▶ **Exercise**
Return the records below exactly, leaving nothing out.

▶ **Material to process**
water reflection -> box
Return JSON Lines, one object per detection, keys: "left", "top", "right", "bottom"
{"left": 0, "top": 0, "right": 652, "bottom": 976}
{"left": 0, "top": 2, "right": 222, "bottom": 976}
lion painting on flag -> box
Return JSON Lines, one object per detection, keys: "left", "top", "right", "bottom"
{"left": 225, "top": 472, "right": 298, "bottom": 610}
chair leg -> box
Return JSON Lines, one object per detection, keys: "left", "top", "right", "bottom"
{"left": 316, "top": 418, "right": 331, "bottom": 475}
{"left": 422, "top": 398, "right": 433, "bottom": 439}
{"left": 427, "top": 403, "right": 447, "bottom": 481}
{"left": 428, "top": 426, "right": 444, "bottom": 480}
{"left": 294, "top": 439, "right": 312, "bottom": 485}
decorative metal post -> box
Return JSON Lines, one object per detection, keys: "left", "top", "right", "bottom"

▶ **Final answer**
water reflection -> box
Return JSON Lines, one object per detection, keys: "left", "top", "right", "bottom"
{"left": 0, "top": 0, "right": 652, "bottom": 976}
{"left": 0, "top": 2, "right": 222, "bottom": 976}
lion painting on flag -> box
Return JSON Lines, one object per detection, keys: "left", "top", "right", "bottom"
{"left": 225, "top": 472, "right": 298, "bottom": 610}
chair leg -> box
Return JSON Lines, one object per detection, keys: "left", "top", "right", "bottom"
{"left": 316, "top": 418, "right": 331, "bottom": 475}
{"left": 422, "top": 398, "right": 433, "bottom": 439}
{"left": 427, "top": 403, "right": 447, "bottom": 481}
{"left": 428, "top": 426, "right": 444, "bottom": 480}
{"left": 294, "top": 439, "right": 312, "bottom": 485}
decorative metal post -> box
Return JSON Lines, one object per detection, keys: "left", "top", "right", "bottom"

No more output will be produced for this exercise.